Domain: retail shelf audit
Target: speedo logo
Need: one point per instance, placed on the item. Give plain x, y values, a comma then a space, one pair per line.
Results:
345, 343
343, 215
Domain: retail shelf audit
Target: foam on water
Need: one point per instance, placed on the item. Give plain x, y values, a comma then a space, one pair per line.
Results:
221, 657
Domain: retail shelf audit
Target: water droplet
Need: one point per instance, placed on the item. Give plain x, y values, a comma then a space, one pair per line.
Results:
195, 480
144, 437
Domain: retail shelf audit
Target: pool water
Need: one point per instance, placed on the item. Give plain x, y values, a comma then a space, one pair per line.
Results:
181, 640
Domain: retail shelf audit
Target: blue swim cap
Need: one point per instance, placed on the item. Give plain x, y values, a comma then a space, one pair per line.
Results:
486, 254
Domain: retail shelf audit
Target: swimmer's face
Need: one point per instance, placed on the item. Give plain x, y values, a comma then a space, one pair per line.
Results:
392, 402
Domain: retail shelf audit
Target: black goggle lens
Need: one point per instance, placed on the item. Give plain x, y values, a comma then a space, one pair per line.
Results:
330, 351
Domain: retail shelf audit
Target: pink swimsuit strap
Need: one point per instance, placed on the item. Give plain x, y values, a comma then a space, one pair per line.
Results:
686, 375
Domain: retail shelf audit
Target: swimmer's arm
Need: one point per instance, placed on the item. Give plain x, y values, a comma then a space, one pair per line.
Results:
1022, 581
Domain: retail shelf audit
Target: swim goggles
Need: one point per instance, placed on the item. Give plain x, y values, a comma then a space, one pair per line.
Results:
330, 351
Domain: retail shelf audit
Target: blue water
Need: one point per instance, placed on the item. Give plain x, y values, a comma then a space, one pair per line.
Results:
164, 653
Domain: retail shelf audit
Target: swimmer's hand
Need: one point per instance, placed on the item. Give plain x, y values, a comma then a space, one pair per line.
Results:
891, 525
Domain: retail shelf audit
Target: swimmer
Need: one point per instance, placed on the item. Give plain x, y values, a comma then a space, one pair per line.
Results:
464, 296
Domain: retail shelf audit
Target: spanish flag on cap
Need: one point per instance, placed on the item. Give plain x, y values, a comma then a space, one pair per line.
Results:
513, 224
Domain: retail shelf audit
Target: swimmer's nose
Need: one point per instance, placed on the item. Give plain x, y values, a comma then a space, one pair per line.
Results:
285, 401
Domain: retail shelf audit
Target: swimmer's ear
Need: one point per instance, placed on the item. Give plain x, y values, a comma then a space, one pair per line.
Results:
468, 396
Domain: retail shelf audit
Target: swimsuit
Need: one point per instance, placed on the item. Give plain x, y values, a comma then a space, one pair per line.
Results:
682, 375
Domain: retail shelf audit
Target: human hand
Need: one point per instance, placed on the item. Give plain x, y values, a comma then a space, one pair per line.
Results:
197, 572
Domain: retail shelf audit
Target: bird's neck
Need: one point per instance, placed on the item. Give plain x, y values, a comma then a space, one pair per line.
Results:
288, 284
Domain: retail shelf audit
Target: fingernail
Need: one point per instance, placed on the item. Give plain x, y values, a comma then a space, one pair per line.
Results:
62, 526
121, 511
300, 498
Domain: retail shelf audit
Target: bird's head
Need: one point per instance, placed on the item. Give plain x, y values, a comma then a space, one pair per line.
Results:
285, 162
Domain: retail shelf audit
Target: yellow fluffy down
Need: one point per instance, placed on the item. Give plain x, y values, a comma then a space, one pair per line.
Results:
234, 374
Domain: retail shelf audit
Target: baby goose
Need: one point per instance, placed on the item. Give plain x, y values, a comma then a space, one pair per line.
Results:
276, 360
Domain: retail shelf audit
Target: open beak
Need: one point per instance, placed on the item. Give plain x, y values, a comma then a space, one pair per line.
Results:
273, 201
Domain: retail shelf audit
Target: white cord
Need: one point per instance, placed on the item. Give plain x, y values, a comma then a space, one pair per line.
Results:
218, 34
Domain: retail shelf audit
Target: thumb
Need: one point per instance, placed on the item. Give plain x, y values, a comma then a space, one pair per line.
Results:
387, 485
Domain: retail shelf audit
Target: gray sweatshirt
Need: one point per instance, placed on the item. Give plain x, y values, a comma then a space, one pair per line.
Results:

TASK:
Gather every line of the listing above that contains the word "swimmer", matching case exactly.

SOLUTION:
Target: swimmer's face
Target: swimmer's arm
Target: swimmer's hand
Target: swimmer
Target: swimmer's nose
Target: swimmer's ear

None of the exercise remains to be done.